**Gösterilen metin**

İslamcılık Çalışmalarında Yönelimler Çalıştayı Raporu Birikim Dergisinde

İslamcılık Çalışmalarında Yönelimler Çalıştayı Raporu Birikim Dergisinde

İslamcılık: Önce Kendini Sonra Dünyayı Islah Etmenin İmkânını Aramak*
Ertuğrul Meşe

İslamcılık, neredeyse bütün sosyal, siyasal ve entelektüel bileşenleri ile ilk ortaya çıktığı 19. yüzyıldan bugüne değin, AKP iktidarı ile ilk defa toplumu, eğitimi, ekonomiyi, iç ve dış siyaseti belirleme kudretini ya da imkânını bulmuş bir ideolojidir. Bu imkânı ne kadar değerlendirdi ya da siyasal anlamda toplumsal dünyayı istediği istikamette ne kadar değiştirdi? Ya da İslamcılık çatısı altında toplanan yapılar veyahut da kendini İslamcı olarak niteleyen ve karar verici konumunu işgal eden aktörler, sahip oldukları İslamcı dünya görüşü doğrultusunda ürettikleri fiiller ile mağdurların, mazlumların, kadınların, çocukların yani bir bütün halinde bireylerin ne kadar kalbine dokundu, aklına yattı ve vicdanına şavkı vurdu? Rahatsız olduğu modern kapitalist dünyanın ve onun tüketim alışkanlıklarının, sürekli olarak insani olanı azaltan, siyasal, sosyal ve ekonomik süreçlerin insan haysiyetini işlevsiz kılması karşısında sömürülme, hükümsüzleştirilme ve mülksüzleştirme süreçlerin neresinde durdu? Bu ve daha fazla soruların muhatabı olan İslamcılık, bu süreçler içinde kendine nasıl bakmaktadır ya da bakmalıdır? Bu son soruya, bu yazıda cevap kabilinden, İslamcı kimi çevrelerde yapılanlar hakkında kısa bilgiler vermeye ve bu sürece dair kendi görüşlerimi aktarmaya çalışacağım.

**Görev girdisi**
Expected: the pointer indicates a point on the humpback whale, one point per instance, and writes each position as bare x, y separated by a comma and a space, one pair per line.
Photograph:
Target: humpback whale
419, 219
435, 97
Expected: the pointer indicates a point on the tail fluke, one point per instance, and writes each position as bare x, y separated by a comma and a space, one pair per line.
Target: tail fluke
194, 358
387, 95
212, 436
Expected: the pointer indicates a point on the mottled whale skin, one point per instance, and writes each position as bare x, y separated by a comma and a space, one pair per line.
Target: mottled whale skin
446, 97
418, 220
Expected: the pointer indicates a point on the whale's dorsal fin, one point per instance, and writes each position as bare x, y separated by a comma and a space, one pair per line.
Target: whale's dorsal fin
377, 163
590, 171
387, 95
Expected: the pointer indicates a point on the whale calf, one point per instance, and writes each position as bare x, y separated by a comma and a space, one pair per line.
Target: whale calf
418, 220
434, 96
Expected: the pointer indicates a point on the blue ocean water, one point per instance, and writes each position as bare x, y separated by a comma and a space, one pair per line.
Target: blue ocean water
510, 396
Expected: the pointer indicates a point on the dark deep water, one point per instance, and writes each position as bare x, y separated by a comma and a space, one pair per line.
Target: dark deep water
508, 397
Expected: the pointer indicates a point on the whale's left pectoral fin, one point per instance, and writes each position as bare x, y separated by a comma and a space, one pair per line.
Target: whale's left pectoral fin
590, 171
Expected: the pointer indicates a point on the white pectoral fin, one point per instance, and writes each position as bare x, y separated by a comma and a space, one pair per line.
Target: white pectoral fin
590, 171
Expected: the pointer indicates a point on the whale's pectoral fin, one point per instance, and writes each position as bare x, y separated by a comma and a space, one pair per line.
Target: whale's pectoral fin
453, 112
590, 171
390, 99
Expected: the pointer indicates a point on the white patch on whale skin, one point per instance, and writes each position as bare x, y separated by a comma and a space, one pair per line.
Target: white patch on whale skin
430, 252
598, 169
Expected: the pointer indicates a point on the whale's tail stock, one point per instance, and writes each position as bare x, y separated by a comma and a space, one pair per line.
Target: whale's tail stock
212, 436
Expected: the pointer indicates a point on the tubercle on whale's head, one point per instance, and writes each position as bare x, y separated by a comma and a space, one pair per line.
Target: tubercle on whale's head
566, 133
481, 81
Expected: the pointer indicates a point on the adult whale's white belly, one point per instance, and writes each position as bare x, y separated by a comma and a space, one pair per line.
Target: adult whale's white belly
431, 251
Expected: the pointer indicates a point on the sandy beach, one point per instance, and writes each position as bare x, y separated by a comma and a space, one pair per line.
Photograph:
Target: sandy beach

**Yapılacak işlemler**
(a) İslamcılık üzerine olan metinde, İslamcılığın karşısında neresinde durduğu sorulan süreçleri listele.
(b) Kayıtlarda "Expected: the pointer indicates a point on the tubercle" ifadesini içeren satırdan kayıtların sonuna kadar uzanan bölümü, iki uç da dahil ve boş satırlar hariç, "No" ile "Satır" sütunlarından oluşan bir Markdown tablosu olarak biçimlendir.

**Sonuçlar**
(a)
- Sömürülme
- Hükümsüzleştirilme
- Mülksüzleştirme

(b)
| No | Satır |
|---|---|
| 1 | Expected: the pointer indicates a point on the tubercle on whale's head, one point per instance, and writes each position as bare x, y separated by a comma and a space, one pair per line. |
| 2 | Target: tubercle on whale's head |
| 3 | 566, 133 |
| 4 | 481, 81 |
| 5 | Expected: the pointer indicates a point on the adult whale's white belly, one point per instance, and writes each position as bare x, y separated by a comma and a space, one pair per line. |
| 6 | Target: adult whale's white belly |
| 7 | 431, 251 |
| 8 | Expected: the pointer indicates a point on the sandy beach, one point per instance, and writes each position as bare x, y separated by a comma and a space, one pair per line. |
| 9 | Photograph: |
| 10 | Target: sandy beach |